**Passage shown**
▼

Is there any light at the end of the tunnel for US Polyethylene and Polypropylene?
- 30-Nov-2021 6:16 AM
- Journalist: Nicholas Seifield
US Polypropylene (PP) and Polyethylene (PE) prices have remained at record levels all throughout the year beginning in Q4 2020. Monthly average prices of Polypropylene copolymer from January 2021 till November were assessed at USD 2700 per MT while Polyethylene (LDPE) prices have averaged for the same time period at USD 1775 per MT on FOB basis. In 2019, monthly average price of PP copolymer was measured at USD 1270 per MT FOB USGC. This staggering variance in yearly prices has epitomized the lopsided market dynamics for PP in 2021. Manufacturers and suppliers have reaped better margins in the wake of recovering global demand and tight supply caused by production disruption in 2021 across North American region.
As the year moves towards its conclusion, the important question that beckons the market participants is, whether these record high numbers are the new “normal”? or are they portraying temporary trends caused by global supply chain disruptions and will be ironed out in the coming months?
What has happened till now?
US C2 and C3 polymer market struggled with supply tightness through all quarters. PE and PP inventory levels were at their lowest coming into 2021 resulted from production decline in 2020 and the aftermath of severe hurricanes in Q3 and Q4 2020 further crippling the production rates and in turn rattled inventory levels. In Q1 2021, Arctic freeze halted the production across US severely damaging the Gulf Coast states (where major production sites are located). This sent the prices of polymers sky-high and since then there is no coming back for polymer prices, there are periods of stagnation in price rise but there was little reprieve for the buyers in 2021.

▲

**Entries supplied**
▼

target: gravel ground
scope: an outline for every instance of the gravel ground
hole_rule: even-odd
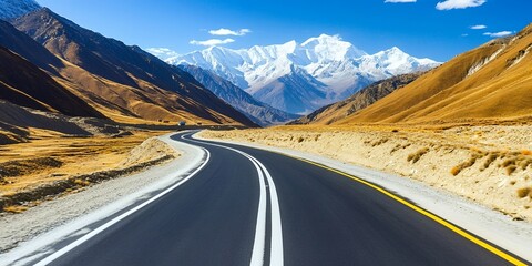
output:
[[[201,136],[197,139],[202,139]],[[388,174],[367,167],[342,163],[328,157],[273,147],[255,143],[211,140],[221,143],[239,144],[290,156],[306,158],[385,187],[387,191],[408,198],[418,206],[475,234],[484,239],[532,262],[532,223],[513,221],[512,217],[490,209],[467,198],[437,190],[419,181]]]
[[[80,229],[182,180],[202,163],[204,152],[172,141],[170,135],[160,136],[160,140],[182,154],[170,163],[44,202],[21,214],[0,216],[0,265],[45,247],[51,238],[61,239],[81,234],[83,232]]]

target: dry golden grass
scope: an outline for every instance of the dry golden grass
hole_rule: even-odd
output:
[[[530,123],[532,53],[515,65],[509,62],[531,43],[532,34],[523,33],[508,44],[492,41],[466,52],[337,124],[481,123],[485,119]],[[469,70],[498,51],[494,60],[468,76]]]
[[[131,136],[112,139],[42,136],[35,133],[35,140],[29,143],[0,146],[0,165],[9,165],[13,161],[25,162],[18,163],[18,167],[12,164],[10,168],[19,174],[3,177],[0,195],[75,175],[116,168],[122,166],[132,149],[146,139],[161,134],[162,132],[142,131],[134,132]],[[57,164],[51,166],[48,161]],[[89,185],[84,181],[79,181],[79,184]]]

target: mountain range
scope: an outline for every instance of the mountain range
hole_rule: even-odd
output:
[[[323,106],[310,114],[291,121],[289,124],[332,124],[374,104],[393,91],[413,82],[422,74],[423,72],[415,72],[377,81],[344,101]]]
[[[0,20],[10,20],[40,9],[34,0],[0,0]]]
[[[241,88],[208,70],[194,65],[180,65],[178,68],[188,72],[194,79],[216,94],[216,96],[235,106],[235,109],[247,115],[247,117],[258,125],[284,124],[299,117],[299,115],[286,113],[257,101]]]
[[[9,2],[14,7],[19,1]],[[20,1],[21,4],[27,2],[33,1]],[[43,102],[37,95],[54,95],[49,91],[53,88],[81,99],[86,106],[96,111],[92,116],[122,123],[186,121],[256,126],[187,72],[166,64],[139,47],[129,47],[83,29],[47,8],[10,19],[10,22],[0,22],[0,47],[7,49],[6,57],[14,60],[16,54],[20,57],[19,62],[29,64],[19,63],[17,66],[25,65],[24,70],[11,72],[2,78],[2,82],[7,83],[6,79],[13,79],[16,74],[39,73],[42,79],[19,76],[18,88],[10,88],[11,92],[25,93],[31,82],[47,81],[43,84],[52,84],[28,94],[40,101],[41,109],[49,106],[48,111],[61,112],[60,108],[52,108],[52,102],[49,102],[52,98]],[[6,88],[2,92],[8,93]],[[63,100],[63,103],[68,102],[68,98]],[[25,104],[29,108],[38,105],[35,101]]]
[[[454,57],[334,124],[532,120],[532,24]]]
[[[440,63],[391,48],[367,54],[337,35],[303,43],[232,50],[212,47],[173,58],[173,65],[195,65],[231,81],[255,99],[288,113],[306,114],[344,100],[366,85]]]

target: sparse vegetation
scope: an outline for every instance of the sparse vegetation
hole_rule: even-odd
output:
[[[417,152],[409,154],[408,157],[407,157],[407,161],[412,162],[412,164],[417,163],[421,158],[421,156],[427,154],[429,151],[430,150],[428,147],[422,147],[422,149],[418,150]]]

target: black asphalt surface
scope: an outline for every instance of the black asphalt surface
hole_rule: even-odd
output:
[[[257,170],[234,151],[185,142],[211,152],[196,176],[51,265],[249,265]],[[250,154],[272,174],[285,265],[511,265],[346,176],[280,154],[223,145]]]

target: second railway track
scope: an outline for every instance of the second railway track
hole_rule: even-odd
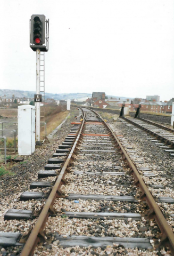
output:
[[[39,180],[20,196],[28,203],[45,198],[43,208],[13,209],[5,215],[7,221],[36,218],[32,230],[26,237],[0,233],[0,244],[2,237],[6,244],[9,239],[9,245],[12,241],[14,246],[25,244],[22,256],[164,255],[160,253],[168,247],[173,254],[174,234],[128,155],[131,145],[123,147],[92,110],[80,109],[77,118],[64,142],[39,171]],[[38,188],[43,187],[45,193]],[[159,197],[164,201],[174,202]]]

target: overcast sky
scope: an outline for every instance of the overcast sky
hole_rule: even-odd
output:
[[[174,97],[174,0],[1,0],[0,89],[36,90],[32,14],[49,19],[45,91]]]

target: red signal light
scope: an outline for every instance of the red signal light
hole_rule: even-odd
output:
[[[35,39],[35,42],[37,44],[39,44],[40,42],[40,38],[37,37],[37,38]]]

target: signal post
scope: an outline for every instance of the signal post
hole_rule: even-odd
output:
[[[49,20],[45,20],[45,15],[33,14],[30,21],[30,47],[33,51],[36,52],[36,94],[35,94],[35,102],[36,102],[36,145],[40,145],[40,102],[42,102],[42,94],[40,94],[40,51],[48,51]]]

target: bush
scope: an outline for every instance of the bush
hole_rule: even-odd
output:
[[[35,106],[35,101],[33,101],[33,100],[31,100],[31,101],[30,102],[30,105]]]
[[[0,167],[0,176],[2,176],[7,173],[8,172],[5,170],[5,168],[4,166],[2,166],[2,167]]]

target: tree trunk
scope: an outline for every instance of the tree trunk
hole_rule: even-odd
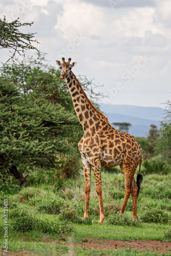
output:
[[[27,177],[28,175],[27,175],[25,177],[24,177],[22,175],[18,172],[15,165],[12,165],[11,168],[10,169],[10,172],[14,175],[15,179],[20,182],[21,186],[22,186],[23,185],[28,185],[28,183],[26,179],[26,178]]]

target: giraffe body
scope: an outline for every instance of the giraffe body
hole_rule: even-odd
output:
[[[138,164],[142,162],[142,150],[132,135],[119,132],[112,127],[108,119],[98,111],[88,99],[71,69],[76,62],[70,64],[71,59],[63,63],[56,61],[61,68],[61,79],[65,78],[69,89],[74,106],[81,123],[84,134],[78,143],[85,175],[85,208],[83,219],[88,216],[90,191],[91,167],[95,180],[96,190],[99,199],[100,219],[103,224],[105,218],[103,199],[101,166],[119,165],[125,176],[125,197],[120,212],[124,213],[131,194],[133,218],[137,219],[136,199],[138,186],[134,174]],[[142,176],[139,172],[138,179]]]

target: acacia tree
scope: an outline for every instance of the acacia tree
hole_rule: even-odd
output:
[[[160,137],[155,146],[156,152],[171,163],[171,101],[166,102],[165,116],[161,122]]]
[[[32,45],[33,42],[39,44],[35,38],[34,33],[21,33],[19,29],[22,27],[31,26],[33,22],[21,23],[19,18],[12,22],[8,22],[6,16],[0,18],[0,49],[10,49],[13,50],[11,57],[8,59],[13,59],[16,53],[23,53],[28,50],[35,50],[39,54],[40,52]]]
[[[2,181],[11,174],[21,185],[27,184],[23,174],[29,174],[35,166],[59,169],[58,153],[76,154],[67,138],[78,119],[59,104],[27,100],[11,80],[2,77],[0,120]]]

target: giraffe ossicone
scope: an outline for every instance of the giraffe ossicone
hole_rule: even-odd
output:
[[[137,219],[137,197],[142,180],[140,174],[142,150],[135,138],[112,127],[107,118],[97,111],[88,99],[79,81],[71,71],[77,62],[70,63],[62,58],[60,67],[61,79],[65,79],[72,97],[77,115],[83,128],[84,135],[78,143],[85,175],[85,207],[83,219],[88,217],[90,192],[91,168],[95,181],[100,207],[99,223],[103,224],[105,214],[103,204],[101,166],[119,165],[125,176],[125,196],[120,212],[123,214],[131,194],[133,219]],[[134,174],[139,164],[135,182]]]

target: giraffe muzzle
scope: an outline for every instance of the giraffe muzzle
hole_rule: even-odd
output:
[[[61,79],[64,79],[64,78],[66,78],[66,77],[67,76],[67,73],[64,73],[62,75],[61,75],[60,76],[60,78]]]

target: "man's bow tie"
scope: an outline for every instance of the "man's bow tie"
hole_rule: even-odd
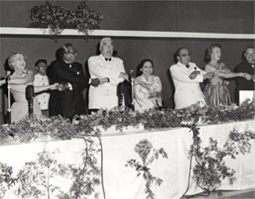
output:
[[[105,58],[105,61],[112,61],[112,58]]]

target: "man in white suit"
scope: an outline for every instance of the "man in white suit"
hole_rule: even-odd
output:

▲

**Instructions for the task**
Retype the passage of the article on US polyethylene and polypropylene prices that begins at the words "US C2 and C3" and ends after "buyers in 2021.".

**Expected answer**
US C2 and C3 polymer market struggled with supply tightness through all quarters. PE and PP inventory levels were at their lowest coming into 2021 resulted from production decline in 2020 and the aftermath of severe hurricanes in Q3 and Q4 2020 further crippling the production rates and in turn rattled inventory levels. In Q1 2021, Arctic freeze halted the production across US severely damaging the Gulf Coast states (where major production sites are located). This sent the prices of polymers sky-high and since then there is no coming back for polymer prices, there are periods of stagnation in price rise but there was little reprieve for the buyers in 2021.